> _Data items_
=== Section Start ===
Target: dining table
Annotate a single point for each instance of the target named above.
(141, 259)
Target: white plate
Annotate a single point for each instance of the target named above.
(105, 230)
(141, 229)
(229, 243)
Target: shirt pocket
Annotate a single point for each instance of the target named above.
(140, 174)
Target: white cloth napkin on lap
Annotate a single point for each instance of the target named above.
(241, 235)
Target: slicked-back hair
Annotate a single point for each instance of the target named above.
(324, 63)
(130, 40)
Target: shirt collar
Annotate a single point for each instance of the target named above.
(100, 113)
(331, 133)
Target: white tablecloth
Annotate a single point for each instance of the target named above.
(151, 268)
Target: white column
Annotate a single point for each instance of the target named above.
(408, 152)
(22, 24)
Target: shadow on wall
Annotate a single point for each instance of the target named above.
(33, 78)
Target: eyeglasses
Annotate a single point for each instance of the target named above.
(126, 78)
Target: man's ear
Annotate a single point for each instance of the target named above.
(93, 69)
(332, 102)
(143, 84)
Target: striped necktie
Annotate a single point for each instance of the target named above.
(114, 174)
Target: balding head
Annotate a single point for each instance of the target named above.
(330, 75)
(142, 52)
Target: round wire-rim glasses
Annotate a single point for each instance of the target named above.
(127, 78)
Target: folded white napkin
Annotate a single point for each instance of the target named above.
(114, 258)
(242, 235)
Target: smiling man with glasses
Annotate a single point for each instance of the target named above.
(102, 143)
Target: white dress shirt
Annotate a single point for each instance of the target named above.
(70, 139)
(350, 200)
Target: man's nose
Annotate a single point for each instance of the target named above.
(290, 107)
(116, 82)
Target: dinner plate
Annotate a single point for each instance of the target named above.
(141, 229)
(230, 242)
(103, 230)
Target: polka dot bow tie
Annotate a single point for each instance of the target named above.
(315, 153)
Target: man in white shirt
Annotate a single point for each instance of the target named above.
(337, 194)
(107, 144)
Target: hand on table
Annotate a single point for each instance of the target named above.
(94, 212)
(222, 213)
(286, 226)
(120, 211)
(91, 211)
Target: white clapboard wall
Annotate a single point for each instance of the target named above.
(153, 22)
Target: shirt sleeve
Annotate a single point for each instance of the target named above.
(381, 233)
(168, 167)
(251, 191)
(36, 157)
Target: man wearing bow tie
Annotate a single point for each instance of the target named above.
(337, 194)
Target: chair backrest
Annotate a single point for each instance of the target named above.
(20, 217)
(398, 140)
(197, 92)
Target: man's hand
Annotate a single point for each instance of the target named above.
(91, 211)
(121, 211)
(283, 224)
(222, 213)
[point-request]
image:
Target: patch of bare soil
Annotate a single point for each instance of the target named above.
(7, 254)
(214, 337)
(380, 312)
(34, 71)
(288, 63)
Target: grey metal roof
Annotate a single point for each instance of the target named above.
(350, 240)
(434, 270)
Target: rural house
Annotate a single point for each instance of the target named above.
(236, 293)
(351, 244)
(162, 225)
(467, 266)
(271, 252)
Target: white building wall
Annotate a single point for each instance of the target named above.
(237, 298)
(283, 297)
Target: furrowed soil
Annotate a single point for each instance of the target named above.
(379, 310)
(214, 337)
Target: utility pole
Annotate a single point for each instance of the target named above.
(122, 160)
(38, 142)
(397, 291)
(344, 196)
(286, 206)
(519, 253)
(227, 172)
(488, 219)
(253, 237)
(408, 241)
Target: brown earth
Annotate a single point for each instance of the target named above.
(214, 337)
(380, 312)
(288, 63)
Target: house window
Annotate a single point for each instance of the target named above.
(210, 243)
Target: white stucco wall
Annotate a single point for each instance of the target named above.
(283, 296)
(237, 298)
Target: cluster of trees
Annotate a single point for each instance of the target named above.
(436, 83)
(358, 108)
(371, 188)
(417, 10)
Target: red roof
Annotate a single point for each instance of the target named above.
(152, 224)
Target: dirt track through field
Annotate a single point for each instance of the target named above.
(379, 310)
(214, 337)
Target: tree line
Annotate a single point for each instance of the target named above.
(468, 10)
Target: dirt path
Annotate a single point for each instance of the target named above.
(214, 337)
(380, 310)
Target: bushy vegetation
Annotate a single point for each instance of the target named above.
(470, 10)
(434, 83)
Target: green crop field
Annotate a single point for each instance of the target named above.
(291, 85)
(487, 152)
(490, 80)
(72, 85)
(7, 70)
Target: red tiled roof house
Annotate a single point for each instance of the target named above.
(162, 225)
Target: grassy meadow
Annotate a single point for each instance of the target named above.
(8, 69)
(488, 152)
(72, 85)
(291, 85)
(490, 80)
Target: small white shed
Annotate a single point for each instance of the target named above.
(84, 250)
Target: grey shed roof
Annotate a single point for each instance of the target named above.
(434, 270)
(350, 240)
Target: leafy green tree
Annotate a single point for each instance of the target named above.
=== Section End ===
> _TO DO_
Where a line of the data includes the string "shed", list that line.

> _SOLUTION TO THIS TASK_
Target: small white shed
Target: grey shed roof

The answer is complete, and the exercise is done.